* [INSTRUCTION]
Exclude the pictures and retype the entries as written.

[Bounding box annotation entries]
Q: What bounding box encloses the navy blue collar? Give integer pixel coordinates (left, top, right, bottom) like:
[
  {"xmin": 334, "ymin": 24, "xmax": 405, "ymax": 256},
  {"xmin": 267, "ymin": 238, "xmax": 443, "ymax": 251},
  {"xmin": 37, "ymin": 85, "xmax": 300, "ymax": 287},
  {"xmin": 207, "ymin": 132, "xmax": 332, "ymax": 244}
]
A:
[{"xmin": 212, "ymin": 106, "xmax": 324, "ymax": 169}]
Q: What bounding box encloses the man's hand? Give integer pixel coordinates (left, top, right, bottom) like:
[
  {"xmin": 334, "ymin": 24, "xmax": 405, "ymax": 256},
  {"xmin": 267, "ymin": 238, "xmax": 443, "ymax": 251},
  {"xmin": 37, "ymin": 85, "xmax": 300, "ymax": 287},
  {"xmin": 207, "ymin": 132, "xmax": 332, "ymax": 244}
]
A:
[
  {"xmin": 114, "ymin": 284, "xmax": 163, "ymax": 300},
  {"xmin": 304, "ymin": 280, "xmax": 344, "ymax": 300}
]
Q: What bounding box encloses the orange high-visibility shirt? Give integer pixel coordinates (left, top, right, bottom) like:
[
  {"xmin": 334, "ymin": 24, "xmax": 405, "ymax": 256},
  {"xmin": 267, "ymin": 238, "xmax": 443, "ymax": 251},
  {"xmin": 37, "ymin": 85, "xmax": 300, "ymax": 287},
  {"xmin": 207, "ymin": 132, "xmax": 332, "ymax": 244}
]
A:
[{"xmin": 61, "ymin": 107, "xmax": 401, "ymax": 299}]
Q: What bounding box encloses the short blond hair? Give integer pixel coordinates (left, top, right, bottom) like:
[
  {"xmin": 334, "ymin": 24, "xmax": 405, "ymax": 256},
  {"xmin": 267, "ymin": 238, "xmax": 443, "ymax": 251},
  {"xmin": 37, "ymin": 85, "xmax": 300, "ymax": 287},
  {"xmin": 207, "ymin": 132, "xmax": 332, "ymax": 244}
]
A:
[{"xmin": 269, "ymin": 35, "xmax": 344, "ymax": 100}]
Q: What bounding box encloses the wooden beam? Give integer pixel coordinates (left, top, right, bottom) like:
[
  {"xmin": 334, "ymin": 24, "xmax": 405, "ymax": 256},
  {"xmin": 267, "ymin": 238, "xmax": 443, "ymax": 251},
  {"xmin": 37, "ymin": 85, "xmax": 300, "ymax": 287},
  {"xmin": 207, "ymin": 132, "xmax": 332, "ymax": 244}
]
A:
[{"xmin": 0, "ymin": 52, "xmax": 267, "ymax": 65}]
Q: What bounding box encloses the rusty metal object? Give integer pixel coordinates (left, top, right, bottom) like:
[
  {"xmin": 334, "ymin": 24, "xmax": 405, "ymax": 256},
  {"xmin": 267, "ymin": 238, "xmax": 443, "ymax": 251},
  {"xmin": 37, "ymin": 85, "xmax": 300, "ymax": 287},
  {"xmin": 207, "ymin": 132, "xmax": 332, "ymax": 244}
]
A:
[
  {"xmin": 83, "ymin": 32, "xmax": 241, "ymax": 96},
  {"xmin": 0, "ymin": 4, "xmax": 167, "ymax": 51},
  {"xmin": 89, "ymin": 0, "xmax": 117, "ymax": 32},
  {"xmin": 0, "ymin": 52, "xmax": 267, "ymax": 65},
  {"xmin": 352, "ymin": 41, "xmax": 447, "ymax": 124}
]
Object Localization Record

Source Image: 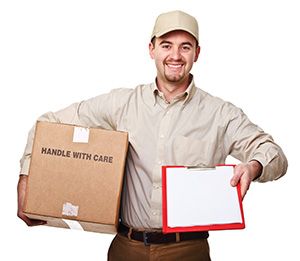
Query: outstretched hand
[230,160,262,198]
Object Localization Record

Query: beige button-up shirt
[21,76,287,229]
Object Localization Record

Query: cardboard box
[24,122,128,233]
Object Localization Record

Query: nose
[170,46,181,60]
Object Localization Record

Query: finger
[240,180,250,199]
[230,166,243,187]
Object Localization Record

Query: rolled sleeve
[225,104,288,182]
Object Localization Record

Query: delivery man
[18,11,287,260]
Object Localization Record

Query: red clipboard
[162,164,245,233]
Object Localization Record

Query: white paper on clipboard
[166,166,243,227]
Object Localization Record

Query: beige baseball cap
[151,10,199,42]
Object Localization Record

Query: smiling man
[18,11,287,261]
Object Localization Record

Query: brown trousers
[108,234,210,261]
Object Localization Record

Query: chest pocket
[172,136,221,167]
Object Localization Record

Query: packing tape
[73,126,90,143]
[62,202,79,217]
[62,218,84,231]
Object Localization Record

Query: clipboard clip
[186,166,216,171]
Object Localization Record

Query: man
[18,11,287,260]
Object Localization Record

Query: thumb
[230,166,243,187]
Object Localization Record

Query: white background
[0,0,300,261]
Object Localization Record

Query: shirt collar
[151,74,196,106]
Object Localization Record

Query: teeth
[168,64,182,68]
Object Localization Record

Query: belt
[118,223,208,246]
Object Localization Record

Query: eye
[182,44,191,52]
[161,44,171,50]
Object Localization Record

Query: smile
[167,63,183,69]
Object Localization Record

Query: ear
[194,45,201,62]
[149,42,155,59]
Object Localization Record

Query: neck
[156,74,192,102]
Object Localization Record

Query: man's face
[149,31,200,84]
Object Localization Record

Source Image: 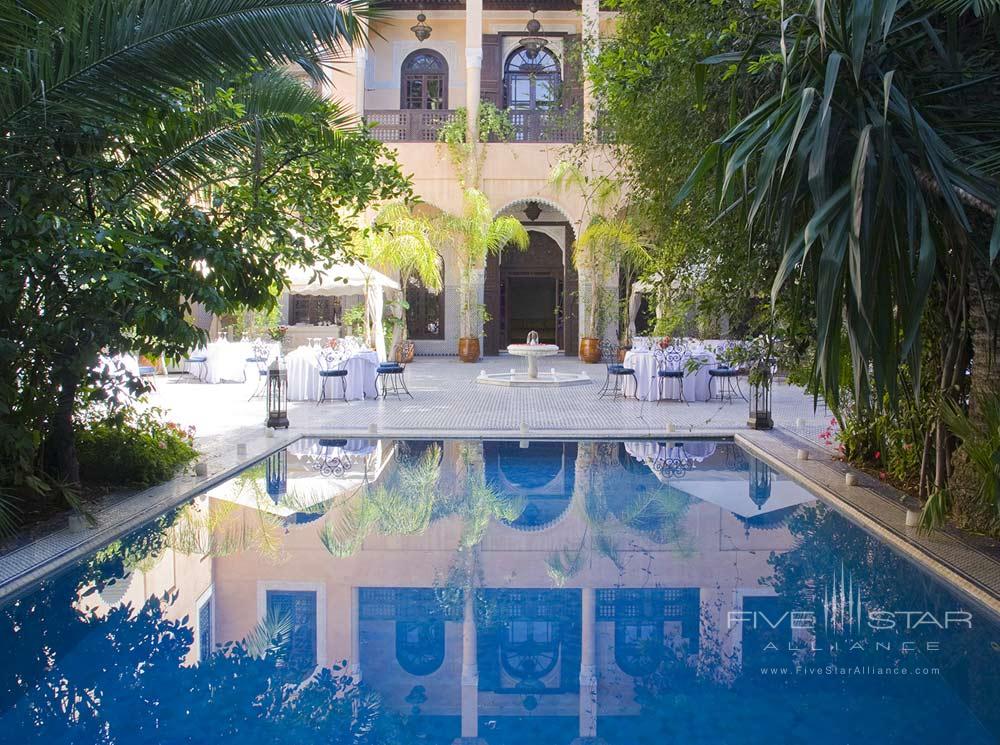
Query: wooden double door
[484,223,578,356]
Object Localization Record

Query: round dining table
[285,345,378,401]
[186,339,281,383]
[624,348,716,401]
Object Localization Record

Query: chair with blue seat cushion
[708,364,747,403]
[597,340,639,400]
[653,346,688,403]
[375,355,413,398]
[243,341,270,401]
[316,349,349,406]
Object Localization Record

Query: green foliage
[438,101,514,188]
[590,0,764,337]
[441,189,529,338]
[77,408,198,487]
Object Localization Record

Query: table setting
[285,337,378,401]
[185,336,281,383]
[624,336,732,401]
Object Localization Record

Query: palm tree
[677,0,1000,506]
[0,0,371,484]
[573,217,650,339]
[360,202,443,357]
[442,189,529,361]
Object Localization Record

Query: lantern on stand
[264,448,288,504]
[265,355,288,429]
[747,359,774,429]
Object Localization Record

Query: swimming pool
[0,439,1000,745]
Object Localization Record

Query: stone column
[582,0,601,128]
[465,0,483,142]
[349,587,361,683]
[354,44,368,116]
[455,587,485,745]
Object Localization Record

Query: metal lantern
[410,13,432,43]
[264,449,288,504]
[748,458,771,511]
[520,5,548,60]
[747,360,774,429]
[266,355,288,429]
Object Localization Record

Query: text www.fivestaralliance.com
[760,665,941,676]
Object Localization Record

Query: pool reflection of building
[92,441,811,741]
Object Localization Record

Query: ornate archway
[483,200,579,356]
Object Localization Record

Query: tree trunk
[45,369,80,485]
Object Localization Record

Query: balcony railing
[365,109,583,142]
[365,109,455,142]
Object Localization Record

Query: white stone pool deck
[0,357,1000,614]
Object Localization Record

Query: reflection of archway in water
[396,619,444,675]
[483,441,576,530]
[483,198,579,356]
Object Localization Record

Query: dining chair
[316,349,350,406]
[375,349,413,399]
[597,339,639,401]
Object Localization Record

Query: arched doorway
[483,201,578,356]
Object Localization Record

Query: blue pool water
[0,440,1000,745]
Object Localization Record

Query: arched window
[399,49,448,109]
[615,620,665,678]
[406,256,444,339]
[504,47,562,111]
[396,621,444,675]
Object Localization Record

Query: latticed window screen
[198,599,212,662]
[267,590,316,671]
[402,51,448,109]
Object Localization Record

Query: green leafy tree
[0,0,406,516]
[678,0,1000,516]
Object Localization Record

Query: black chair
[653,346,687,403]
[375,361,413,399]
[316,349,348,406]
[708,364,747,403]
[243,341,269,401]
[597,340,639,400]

* [FULL ANSWER]
Q: What bounding box encloses the navy blue collar? Give integer pixel coordinates (left, top, right, bottom) like:
[
  {"xmin": 334, "ymin": 24, "xmax": 405, "ymax": 256},
  {"xmin": 267, "ymin": 238, "xmax": 443, "ymax": 251},
  {"xmin": 37, "ymin": 85, "xmax": 300, "ymax": 287},
  {"xmin": 207, "ymin": 132, "xmax": 332, "ymax": 244}
]
A:
[{"xmin": 212, "ymin": 106, "xmax": 324, "ymax": 169}]
Q: What bounding box encloses the man's hand? Give integer pixel coordinates (left, top, right, bottom) like:
[
  {"xmin": 334, "ymin": 24, "xmax": 405, "ymax": 256},
  {"xmin": 267, "ymin": 238, "xmax": 443, "ymax": 251},
  {"xmin": 37, "ymin": 85, "xmax": 300, "ymax": 287},
  {"xmin": 207, "ymin": 132, "xmax": 332, "ymax": 244}
]
A:
[
  {"xmin": 114, "ymin": 284, "xmax": 163, "ymax": 300},
  {"xmin": 304, "ymin": 280, "xmax": 344, "ymax": 300}
]
Q: What bounding box encloses the orange high-visibility shirt? Give integer pixel coordinates (left, top, right, bottom) like:
[
  {"xmin": 334, "ymin": 24, "xmax": 405, "ymax": 256},
  {"xmin": 267, "ymin": 238, "xmax": 443, "ymax": 251},
  {"xmin": 37, "ymin": 85, "xmax": 300, "ymax": 287},
  {"xmin": 207, "ymin": 132, "xmax": 332, "ymax": 244}
]
A:
[{"xmin": 61, "ymin": 107, "xmax": 401, "ymax": 299}]
Q: What bounding box encloses the short blond hair? Give integer pixel coordinates (left, top, right, bottom) like:
[
  {"xmin": 334, "ymin": 24, "xmax": 405, "ymax": 256},
  {"xmin": 267, "ymin": 238, "xmax": 443, "ymax": 251},
  {"xmin": 37, "ymin": 85, "xmax": 300, "ymax": 287},
  {"xmin": 207, "ymin": 132, "xmax": 332, "ymax": 244}
]
A:
[{"xmin": 269, "ymin": 35, "xmax": 344, "ymax": 100}]
Q: What bounding box encloses the wooden beam? Give integer pixel coordinates (left, top, right, bottom) like:
[
  {"xmin": 334, "ymin": 24, "xmax": 405, "ymax": 256},
  {"xmin": 267, "ymin": 238, "xmax": 443, "ymax": 251},
  {"xmin": 37, "ymin": 85, "xmax": 300, "ymax": 287},
  {"xmin": 207, "ymin": 132, "xmax": 332, "ymax": 244}
]
A:
[{"xmin": 0, "ymin": 52, "xmax": 267, "ymax": 65}]
Q: What bounding box encloses the rusty metal object? Give integer pixel coordinates (left, top, right, bottom) like:
[
  {"xmin": 334, "ymin": 24, "xmax": 405, "ymax": 256},
  {"xmin": 267, "ymin": 238, "xmax": 443, "ymax": 251},
  {"xmin": 37, "ymin": 85, "xmax": 300, "ymax": 287},
  {"xmin": 207, "ymin": 132, "xmax": 332, "ymax": 244}
]
A:
[
  {"xmin": 83, "ymin": 32, "xmax": 241, "ymax": 96},
  {"xmin": 0, "ymin": 4, "xmax": 167, "ymax": 51},
  {"xmin": 89, "ymin": 0, "xmax": 117, "ymax": 32},
  {"xmin": 0, "ymin": 52, "xmax": 267, "ymax": 65},
  {"xmin": 352, "ymin": 41, "xmax": 447, "ymax": 124}
]
Object Localization Record

Source Image: 
Query: outstretched hand
[230,160,262,198]
Object Localization Record

Query: beige button-up shirt
[21,76,287,229]
Object Localization Record

Query: cardboard box
[24,122,128,233]
Object Localization Record

Query: nose
[170,46,181,60]
Object Localization Record

Query: finger
[240,180,250,199]
[230,166,243,187]
Object Localization Record

Query: rolled sleeve
[225,104,288,182]
Object Localization Record

Query: delivery man
[18,11,287,260]
Object Localization Record

Query: red clipboard
[162,164,245,233]
Object Localization Record

Query: white paper on clipboard
[166,166,243,227]
Object Localization Record

Query: beige baseball cap
[151,10,199,42]
Object Localization Record

Query: smiling man
[18,11,287,261]
Object Localization Record

Query: brown trousers
[108,234,210,261]
Object Localization Record

Query: chest pocket
[172,136,221,167]
Object Localization Record

Query: packing tape
[73,126,90,143]
[62,202,79,217]
[62,218,84,231]
Object Localization Record

Query: clipboard clip
[186,166,216,171]
Object Localization Record

Query: man
[18,11,287,260]
Object Localization Record

Query: thumb
[230,166,243,187]
Object Localization Record

Query: white background
[0,0,300,261]
Object Localization Record

Query: shirt collar
[151,74,196,106]
Object Localization Record

Query: teeth
[168,64,182,68]
Object Localization Record

Query: belt
[118,223,208,246]
Object Localization Record

Query: eye
[182,44,191,52]
[161,44,171,50]
Object Localization Record

Query: smile
[167,63,183,69]
Object Localization Record

Query: ear
[194,45,201,62]
[149,42,155,59]
Object Localization Record

Query: neck
[156,74,192,102]
Object Localization Record

Query: man's face
[149,31,200,84]
Object Localization Record

Source Image: 
Query: wooden double door
[484,223,578,356]
Object Localization Record

Query: round dining table
[285,345,378,401]
[186,339,281,383]
[624,348,716,401]
Object Localization Record

Query: chair with blue seat cushion
[708,364,747,403]
[597,340,639,400]
[653,346,688,403]
[375,355,413,398]
[243,341,270,401]
[316,349,349,406]
Object Localization Record

Query: green foliage
[438,101,514,188]
[590,0,764,337]
[441,189,529,338]
[77,408,198,487]
Object Localization Record

Query: table setting
[285,337,378,401]
[185,336,281,383]
[624,336,732,401]
Object Localization Record

Query: palm tree
[677,0,1000,506]
[0,0,371,484]
[573,217,650,339]
[360,202,443,357]
[442,189,529,361]
Object Localization Record

Query: lantern on stand
[264,448,288,504]
[265,355,288,429]
[747,359,774,429]
Object Localization Record

Query: swimming pool
[0,439,1000,745]
Object Localization Record

Query: stone column
[582,0,601,128]
[465,0,483,142]
[349,587,361,683]
[354,44,368,116]
[455,587,485,745]
Object Localization Record

Query: metal lantern
[410,13,432,43]
[264,449,288,504]
[748,458,771,511]
[520,5,548,60]
[747,360,774,429]
[266,355,288,429]
Object Localization Record

Query: text www.fivestaralliance.com
[760,665,941,676]
Object Localization Record

Query: pool reflection of building
[92,441,811,741]
Object Localization Record

Query: ornate archway
[483,200,579,356]
Object Localization Record

Query: tree trunk
[45,369,80,485]
Object Localization Record

Query: balcony railing
[365,109,583,142]
[365,109,455,142]
Object Localization Record

Query: white stone pool deck
[0,357,1000,614]
Object Localization Record

Query: reflection of archway in water
[396,619,444,675]
[483,441,576,530]
[483,198,579,356]
Object Localization Record

Query: dining chair
[316,349,350,406]
[375,349,413,399]
[597,339,639,401]
Object Localization Record

Query: arched doorway
[483,201,578,356]
Object Localization Record

Query: blue pool water
[0,440,1000,745]
Object Localization Record

Query: arched window
[399,49,448,109]
[615,620,665,678]
[406,256,444,339]
[504,47,562,111]
[396,621,444,675]
Object Localization Record

Query: latticed window screen
[198,599,212,662]
[267,590,316,671]
[402,51,448,109]
Object Localization Record

Query: green leafy tree
[0,0,406,516]
[678,0,1000,516]
Object Localization Record

Query: black chair
[653,346,687,403]
[375,361,413,399]
[316,349,348,406]
[708,364,747,403]
[243,341,269,401]
[597,340,639,400]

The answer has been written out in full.